Source items:
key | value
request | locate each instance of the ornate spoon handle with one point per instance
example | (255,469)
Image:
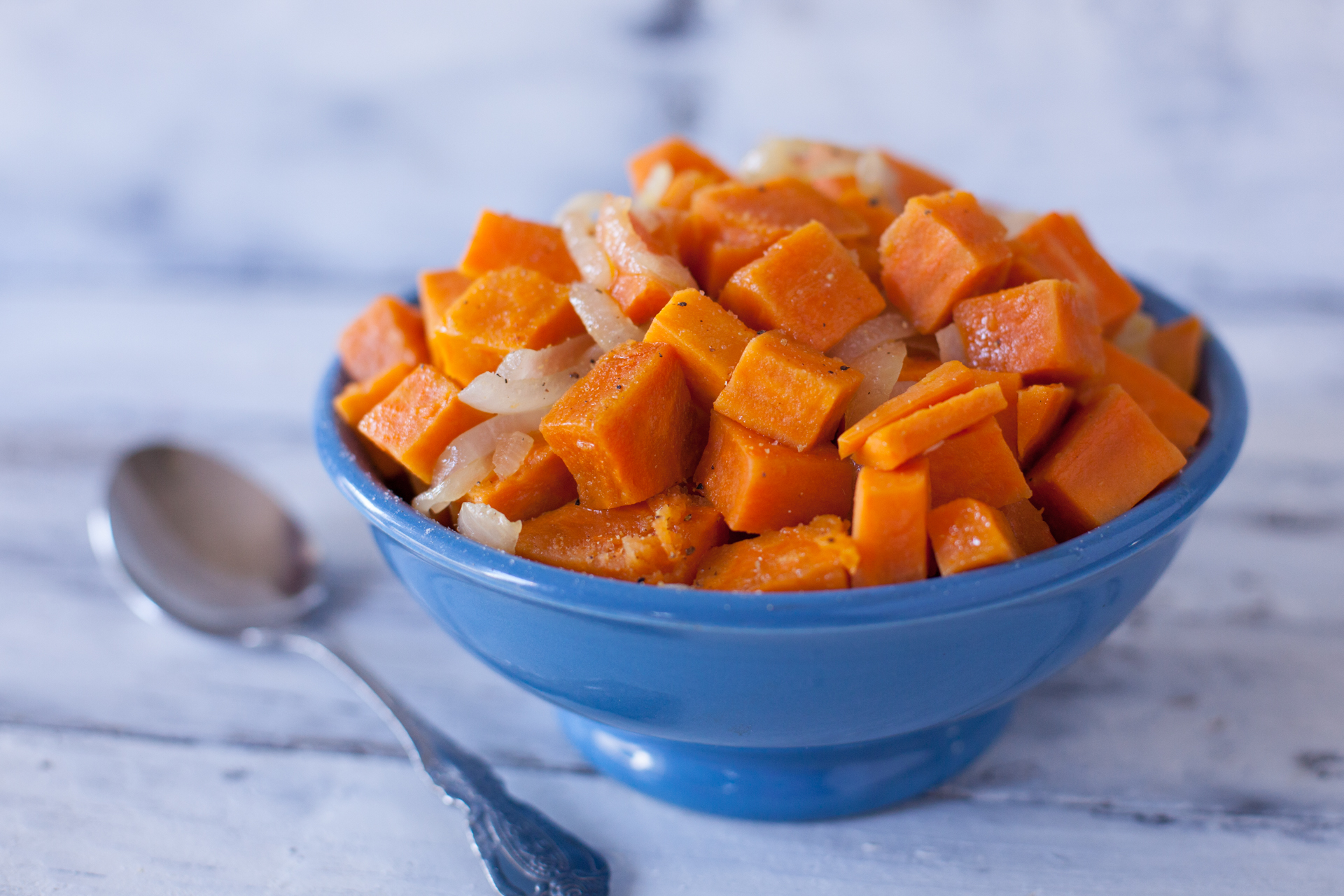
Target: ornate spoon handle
(524,852)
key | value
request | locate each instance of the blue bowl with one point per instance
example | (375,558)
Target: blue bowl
(800,704)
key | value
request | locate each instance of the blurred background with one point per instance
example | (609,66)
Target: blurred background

→ TASK DIRECTIONS:
Rewrite the items with every "locate" changed to "mark" and everything else left the same, omitting the pictures.

→ RESPONSE TO THIS TASK:
key | value
request | mark each instance of the ornate spoon handle with one point per instance
example | (255,469)
Image:
Target: ornate spoon handle
(524,852)
key | value
request | mark each instance of the blue bowl with one point per instance
example | (375,558)
Target: blue bowl
(800,704)
key | value
request | mark each instance of the blurred background with one point per instance
example | (609,66)
Target: blurred background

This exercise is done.